REQUIREMENTS
Reproduce the passage about coach Emma Hayes from "Her impact is" to "a male-dominated industry.".

Her impact is felt by other female coaches, too. Hayes coached Chelsea for the majority of her pregnancy with twins during the 2017-18 season before delivering sons Harry and Albie, the latter who was stillborn, in May 2018. Harry, now six, is constantly by her side, sometimes rocking U.S. colors while his mother is on the touchline. Ella Masar, a former player and current coach at the Red Stars who was a rookie during Hayes' first season there, feels Hayes is tackling the stigma women in sports feel about having families while working in a male-dominated industry.

"Emma has paved the way," Masar, a mother of two, said. "She has paved a way for us young women to one, fight for the right of actually being paid to afford a family because definitely in America, that's not the norm; and number two, just to be able to do both because you have this mom guilt and it's still very much a man's world even though it's women's football so my hat's off for Emma for that because she's been doing this."

A big-time coach

"You could be out with Emma at a restaurant anywhere and she will use the salt and pepper to go through tactics," Sanderson said. "She'll literally start pulling around all the sauces -- tomato ketchup, mayonnaise, mustard, everything and be like, 'This is the formation this team played.' … I don't think I've met anybody more obsessed with football than Emma Hayes."

Hayes' passion for the sport is the foundation of her larger-than-life presence, though her roots are modest. Her love for soccer stems from her family, chiefly her father Sid, who she speaks about frequently. He was not just a champion of his daughter, who he believed would change the face of the women's game, but was heavily involved in grassroots soccer in and around Camden, the London borough where Hayes was born and raised. Her earliest soccer memory is watching Tottenham Hotspur win the 1984 UEFA Cup final in a team-branded tracksuit with her father, who was also at the 1999 Women's World Cup final, calling her and encouraging her to come to the U.S. after seeing 90,000 people fill the Rose Bowl.

Her career trajectory, though, is full of stories that make her seem like a coaching prodigy. Hayes was part of Arsenal's first-ever academy class at the age of 11 in 1988, playing as a midfielder despite looking up to players like Glenn Hoddle rivaling club, Tottenham. (After years of having to tamp down her Spurs fandom because of associations with Arsenal and Chelsea, Sanderson believes that "in the back of her mind, she'll be quite happy now she could probably go to a Tottenham game.") An injury prevented a professional playing career but her tactical eye meant coaching was a natural choice, and her success at the Lady Riders and Iona indicated as much.

The same was true for a spell as an assistant to Vic Akers at Arsenal, someone Sanderson describes as a "control freak" after founding the women's team and academy. Akers was technically an employee of the men's team for much of his time leading the women's side, meaning there were many instances he could not be on the touchline. Hayes stepped in instead and made it her own.

"When Emma came in, I remember there was a couple of moments where Vic was trying to make substitutions on the phone," Sanderson said. "Now Emma did that, but there was times where Vic wasn't even able to watch the game and he's saying to Emma … I remember one time, I think this happened, where Emma just turned off her phone, did what she was doing. I think she put our captain in the back line -- Ciara Grant went into the back line, who was a center midfielder, and I remember she said to me, 'I was praying this was going to work,' and it worked, thank God, and we got through."

SOURCE MATERIAL
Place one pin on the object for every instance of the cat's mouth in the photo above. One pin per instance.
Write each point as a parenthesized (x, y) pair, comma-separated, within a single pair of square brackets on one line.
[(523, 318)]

EXERCISE ANSWER
Her impact is felt by other female coaches, too. Hayes coached Chelsea for the majority of her pregnancy with twins during the 2017-18 season before delivering sons Harry and Albie, the latter who was stillborn, in May 2018. Harry, now six, is constantly by her side, sometimes rocking U.S. colors while his mother is on the touchline. Ella Masar, a former player and current coach at the Red Stars who was a rookie during Hayes' first season there, feels Hayes is tackling the stigma women in sports feel about having families while working in a male-dominated industry.